▶ _ARTICLE_
:::

Voici donc, résumée en quelques lignes, la teneur du premier tome des Enquêtes de M. de Mortagne, bourreau, saga d'Andrea H. Japp qui, chronologiquement, ferait suite à La Dame sans Terre, se passant aussi dans le Perche mais cette fois, en 1304. Si, dans cette dernière série, le policier le dispute à l'ésotérisme, nous sommes ici ancrés et bien ancrés sur la terre ferme, en ce début de XIVème siècle. Nous suivons donc Hardouin cadet-Venelle dans ses différentes pérégrinations entre Mortagne-du-Perche et Nogent-le-Rotrou, où il mène ses enquêtes pour le compte d'Arnaud de Tisans. Au Moyen Âge, et même après, le bourreau est un personnage qui fait partie de la société et a sa propre place dans la hiérarchie de la justice, procédant aux tortures -la Question- et, ensuite, le cas échéant, aux différentes exécutions en vigueur. Pour autant, il reste un personnage craint, un personnage qui traîne la mort après lui et, en général, les bourreaux se recrutent dans les mêmes familles, les fils succédant aux pères. De même pour les unions : pas question pour un bourreau, bien que richement établi comme peut l'être Hardouin, par exemple, dans la série, ne se marie ne serait-ce avec une petite bourgeoise. Les bourreaux épouseront les filles ou sœurs des autres bourreaux et de véritables dynasties dont la mort est le métier verront ainsi le jour -énormément de famille « bourrelières » se trouvaient ainsi unies par des liens de consanguinité plus ou moins importants. Pour résumer, le bourreau est en quelque sorte un paria résidant hors des villes et, bien que bénéficiant d'avantages dus à sa fonction, comme le havage par exemple -le droit de prendre gratuitement sur les étaux des marchands la quantité de nourriture tenant dans la paume de la main-, il est, pour une grande partie de la population, un personnage qui fait peur et, donc, par là même, évité et peu apprécié. Le bourreau est condamné à mener une vie en dehors de cette société, en exclu alors même que, paradoxalement, il reste un membre indispensable pour la justice de l'époque.
Hardouin n'est donc pas devenu bourreau de sa volonté mais parce que le hasard a fait de lui l'héritier de son père, après la mort de ce dernier et de son frère aîné, destiné à reprendre la charge de leur géniteur. Ainsi, il se trouve devenir M. Justice de Mortagne, bras armé de la justice, celui qui tue au nom de la loi. Mais, pour autant, il n'en est pas moins un homme juste et bon, chrétien fervent, pour qui la justice ne se bafoue pas et bien déterminé, après avoir pris conscience qu'il a envoyé au bûcher une jeune femme innocente et, de plus, déshonorée de son vivant par un vaurien sans foi ni loi, à punir ceux qui ne respectent ni la justice des hommes ni celle de Dieu. Et, bien que touchant parfois à des arcanes qui lui sont bien étrangères, il n'hésitera pas à punir les coupables, faisant fi de leur appartenance sociale et de leur fortune.

:::

▶ _LISTE DES DONNÉES_
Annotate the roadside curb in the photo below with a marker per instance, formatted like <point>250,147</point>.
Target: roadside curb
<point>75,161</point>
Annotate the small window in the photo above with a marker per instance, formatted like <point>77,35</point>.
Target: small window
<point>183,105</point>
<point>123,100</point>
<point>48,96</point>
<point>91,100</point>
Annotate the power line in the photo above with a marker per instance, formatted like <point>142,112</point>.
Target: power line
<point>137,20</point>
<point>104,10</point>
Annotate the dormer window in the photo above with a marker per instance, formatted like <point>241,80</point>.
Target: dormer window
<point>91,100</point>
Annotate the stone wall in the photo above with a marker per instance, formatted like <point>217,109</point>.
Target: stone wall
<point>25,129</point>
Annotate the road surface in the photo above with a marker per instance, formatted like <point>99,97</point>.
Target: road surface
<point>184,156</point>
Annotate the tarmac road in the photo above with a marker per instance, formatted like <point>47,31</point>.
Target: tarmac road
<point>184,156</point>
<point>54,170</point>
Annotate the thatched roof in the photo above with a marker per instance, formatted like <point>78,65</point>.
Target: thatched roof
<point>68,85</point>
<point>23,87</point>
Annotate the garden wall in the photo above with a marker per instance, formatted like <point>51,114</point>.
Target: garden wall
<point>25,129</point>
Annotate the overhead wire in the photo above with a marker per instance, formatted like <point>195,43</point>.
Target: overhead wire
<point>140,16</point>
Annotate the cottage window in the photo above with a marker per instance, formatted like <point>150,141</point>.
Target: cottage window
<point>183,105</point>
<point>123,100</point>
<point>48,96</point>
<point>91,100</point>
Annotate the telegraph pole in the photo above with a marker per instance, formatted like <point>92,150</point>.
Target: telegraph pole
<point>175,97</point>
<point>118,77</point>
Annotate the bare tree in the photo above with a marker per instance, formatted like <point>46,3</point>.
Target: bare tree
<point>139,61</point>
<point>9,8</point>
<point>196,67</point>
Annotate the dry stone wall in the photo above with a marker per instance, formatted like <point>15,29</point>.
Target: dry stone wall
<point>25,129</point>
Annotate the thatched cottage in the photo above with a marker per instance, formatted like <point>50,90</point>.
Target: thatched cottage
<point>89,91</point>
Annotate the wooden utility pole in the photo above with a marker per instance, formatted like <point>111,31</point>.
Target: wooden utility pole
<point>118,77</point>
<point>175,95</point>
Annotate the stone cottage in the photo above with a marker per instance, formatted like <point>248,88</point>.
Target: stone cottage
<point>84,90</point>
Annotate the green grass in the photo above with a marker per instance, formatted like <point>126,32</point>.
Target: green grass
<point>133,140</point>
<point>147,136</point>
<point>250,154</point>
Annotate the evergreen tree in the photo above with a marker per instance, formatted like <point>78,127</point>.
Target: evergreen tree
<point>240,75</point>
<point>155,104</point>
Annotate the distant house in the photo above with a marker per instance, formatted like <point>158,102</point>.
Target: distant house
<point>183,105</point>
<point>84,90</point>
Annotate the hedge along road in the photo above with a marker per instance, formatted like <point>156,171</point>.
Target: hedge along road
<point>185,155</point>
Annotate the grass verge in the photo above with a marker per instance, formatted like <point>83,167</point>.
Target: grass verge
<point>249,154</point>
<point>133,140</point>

:::

▶ _À FAIRE_
(a) Selon l'article, qu'est-ce que le havage dont profite le bourreau ?
(b) Reprenez l'article sur les enquêtes de M. de Mortagne, bourreau, juste après sa dernière phrase et poursuivez-le.

▶ _RÉPONSES PAR CONSIGNE_
(a) C'est le droit de prendre gratuitement sur les étaux des marchands la quantité de nourriture qui tient dans la paume de la main.

(b)
Après un début assez poussif, je dois dire, l'intrigue se met en place. Les cent premières pages servent à poser l'intrigue et, même si elles ne sont pas des plus palpitantes, elles permettent en quelque sorte de faire connaissance avec les personnages du roman et notamment notre héros, Hardouin mais aussi avec l'ambiance du livre. On se retrouve cette atmosphère tendue, poisseuse, que j'avais déjà pu déceler dans La Dame sans Terre, un formidable thriller en quatre tomes. Les enquêtes menées par les héros d'Andrea H. Japp sont en général très emmêlées, complexes et surtout, très noires, voire sordides, comme ici, avec des meurtres d'enfants -même si l'enfant n'était pas, au Moyen Âge, considéré comme de nos jours. Premier tome relativement court, Le Brasier de Justice se laisse très bien lire et, lorsque l'intrigue policière se met réellement en place, il est parfois difficile de poser le livre. J'avais lu pas mal d'avis relativement mitigés mais, pour ma part, je dois dire que le charme a opéré et que c'est avec grand plaisir que j'ai découvert cette première enquête d'Hardouin cadet-Venelle, aussi noire soit-elle. Le style, bien que relativement simple, est dynamique et rythmé. Beaucoup de notes de bas de page qui peuvent finir par lasser, il est vrai, mais apportent cela dit pas mal de compléments au récit. Un glossaire très détaillé se trouve également en fin d'ouvrage, avec des notices biographiques des personnages historiques présents dans le roman -comme le roi Philippe le Bel, son conseiller Guillaume de Nogaret, son frère, Charles de Valois-, mais aussi des informations plus pratiques comme le renseignement des heures canoniales, très importantes au Moyen Âge puisqu'elles permettaient à la population de savoir quelle heure il était ou bien, des correspondances entre les unités de mesure actuelles et celles de l'époque, très fluctuantes d'une province à une autre -cela va d'ailleurs perdurer durant l'Ancien Régime et jusqu'à la Révolution. Les livres historiques d'Andrea H. Japp sont toujours très bien documentés et on ressent bien sa volonté de nous livrer des récits, certes romancés, mais qui tiennent la route, étayés par des recherches historiques sérieuses.
Bref, ce premier tome est, pour moi, particulièrement convaincant et m'a donné très envie de découvrir les autres enquêtes de M. Justice de Mortagne, un personnage profond et complexe, mais, au demeurant, attachant.
En Bref :
Les + : une enquête sombre, un contexte historique bien restitué, des personnages percutants et travaillés.
Les - : des longueurs au début, des notes de bas de page très nombreuses, utiles certes, mais qui peuvent parfois lasser.